Lay out every line of the items below as a Markdown table with two columns, Row and Line. Number the rows in order and leave out any blank lines.

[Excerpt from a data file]
————

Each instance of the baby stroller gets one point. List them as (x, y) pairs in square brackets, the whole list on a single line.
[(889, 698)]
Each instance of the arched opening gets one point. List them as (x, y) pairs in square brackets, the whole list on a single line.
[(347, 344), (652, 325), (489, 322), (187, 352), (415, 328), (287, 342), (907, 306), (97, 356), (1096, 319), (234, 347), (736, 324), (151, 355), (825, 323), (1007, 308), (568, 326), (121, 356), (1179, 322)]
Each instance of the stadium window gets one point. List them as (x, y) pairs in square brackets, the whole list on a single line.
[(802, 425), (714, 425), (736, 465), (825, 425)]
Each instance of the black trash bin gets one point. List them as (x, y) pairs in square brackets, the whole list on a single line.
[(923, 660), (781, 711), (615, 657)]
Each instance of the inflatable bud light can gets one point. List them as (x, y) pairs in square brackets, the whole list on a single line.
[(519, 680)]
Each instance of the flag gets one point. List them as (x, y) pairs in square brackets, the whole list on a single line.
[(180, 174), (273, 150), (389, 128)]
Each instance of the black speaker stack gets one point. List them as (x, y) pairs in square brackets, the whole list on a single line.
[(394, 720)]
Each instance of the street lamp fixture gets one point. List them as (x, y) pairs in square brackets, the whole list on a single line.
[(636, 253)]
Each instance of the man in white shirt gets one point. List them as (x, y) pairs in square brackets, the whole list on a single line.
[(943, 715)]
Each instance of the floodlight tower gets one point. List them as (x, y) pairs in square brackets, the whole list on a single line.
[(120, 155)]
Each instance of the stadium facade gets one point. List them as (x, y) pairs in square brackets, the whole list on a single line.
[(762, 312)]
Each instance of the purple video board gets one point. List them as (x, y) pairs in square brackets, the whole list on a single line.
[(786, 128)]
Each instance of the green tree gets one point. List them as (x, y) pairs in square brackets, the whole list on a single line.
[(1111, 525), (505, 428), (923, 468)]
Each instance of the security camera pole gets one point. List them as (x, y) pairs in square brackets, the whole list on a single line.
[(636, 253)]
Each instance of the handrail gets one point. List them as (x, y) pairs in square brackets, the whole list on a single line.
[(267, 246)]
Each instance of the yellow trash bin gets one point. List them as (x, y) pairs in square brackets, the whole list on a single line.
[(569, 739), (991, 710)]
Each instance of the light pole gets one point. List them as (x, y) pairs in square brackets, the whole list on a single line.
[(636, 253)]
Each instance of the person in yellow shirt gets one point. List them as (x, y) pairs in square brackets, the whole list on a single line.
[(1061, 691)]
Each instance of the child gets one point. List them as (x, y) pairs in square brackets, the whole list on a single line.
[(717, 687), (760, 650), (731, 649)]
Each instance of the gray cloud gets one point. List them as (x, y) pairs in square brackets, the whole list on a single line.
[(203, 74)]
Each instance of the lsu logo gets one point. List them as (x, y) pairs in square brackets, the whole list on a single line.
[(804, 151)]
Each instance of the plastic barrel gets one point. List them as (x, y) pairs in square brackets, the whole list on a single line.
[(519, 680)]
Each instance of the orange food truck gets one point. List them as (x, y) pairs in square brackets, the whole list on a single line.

————

» Result for this exercise
| Row | Line |
|---|---|
| 1 | Each instance of the baby stroller gets one point. List them as (x, y) pairs in square brackets, the whole list on a single line. |
| 2 | [(889, 698)] |
| 3 | Each instance of the arched opening gets one point. List them as (x, y) pairs in square brackets, the whole list on a single line. |
| 4 | [(347, 344), (652, 325), (489, 322), (187, 352), (415, 328), (287, 342), (907, 306), (97, 356), (1096, 319), (234, 347), (736, 324), (151, 355), (825, 323), (1007, 308), (568, 326), (121, 356), (1179, 322)] |
| 5 | Each instance of the stadium window gets one point. List them as (x, y) pairs in square brackets, the whole list on a single line. |
| 6 | [(802, 425), (714, 425), (736, 465), (825, 425)] |
| 7 | Each instance of the black trash bin gets one point. List them as (x, y) pairs in square brackets, the whole list on a single line. |
| 8 | [(923, 660), (781, 711), (615, 657)] |
| 9 | Each instance of the inflatable bud light can gets one point. List them as (x, y) pairs in square brackets, the whole list on a single line. |
| 10 | [(519, 680)] |
| 11 | Each instance of the flag gets one point. List them as (x, y) pairs in square brackets, the whole list on a single line. |
| 12 | [(180, 174), (273, 150), (389, 128)] |
| 13 | Each instance of the black speaker stack gets one point. List them as (x, y) pairs in square brackets, the whole list on a single line. |
| 14 | [(394, 720)] |
| 15 | Each instance of the street lamp fixture gets one point. List them as (x, y) pairs in square brackets, the whole list on a single line. |
| 16 | [(636, 253)] |
| 17 | Each instance of the man in white shirt gets one point. List them as (x, y) pairs in square brackets, the whole list on a single line. |
| 18 | [(943, 715)] |
| 19 | Each instance of the floodlight tower gets one point. List them as (x, y) pairs in square brackets, the whole list on a single line. |
| 20 | [(120, 155)] |
| 21 | Each instance of the stadium facade gets one point. List them as (x, y) pairs in square brackets, the whole list on a single line. |
| 22 | [(762, 312)] |
| 23 | Each instance of the purple video board gets one point. List them as (x, y) pairs in square brackets, the whole list on a single line. |
| 24 | [(786, 128)] |
| 25 | Each instance of the green tree gets one point. List them as (x, y) pairs in square brackets, the whole list on a single line. |
| 26 | [(1111, 525), (505, 428), (923, 468)] |
| 27 | Each instance of the security camera pole gets one point. List them as (x, y) pairs in square brackets, the whole list on a single line. |
| 28 | [(636, 253)] |
| 29 | Each instance of the handrail gets one point. List them as (x, y) pairs in square brackets, the whole list on a single line. |
| 30 | [(267, 246)] |
| 31 | Each instance of the yellow trash bin gets one point. List them as (x, y) pairs in square brackets, the whole list on a single line. |
| 32 | [(569, 739), (991, 710)] |
| 33 | Each instance of the light pole gets one point. List them as (x, y) pairs in square brackets, the whole list on a single line. |
| 34 | [(636, 253)] |
| 35 | Each instance of the person in yellow shirt gets one point. List them as (x, y) pairs in square brackets, the whole list on a single line. |
| 36 | [(1061, 691)] |
| 37 | Each instance of the child gets one point. List them as (x, y) pairs in square brackets, the whole list on a single line. |
| 38 | [(717, 687), (760, 650), (731, 649)] |
| 39 | Each instance of the gray cloud gets one point. List them as (x, y) pairs in square brackets, the whole list on a single line. |
| 40 | [(203, 74)] |
| 41 | Each instance of the lsu logo gets one point. List them as (x, y) pairs in square brackets, the whole list on a single line. |
| 42 | [(804, 151)] |
| 43 | Each instance of the plastic barrel gets one point. List them as (x, y) pairs in square brackets, the whole list on a single line. |
| 44 | [(519, 680)] |
| 45 | Each instance of the orange food truck gets one point. List them as (x, y) pairs in square brackets, the whole list on a single line. |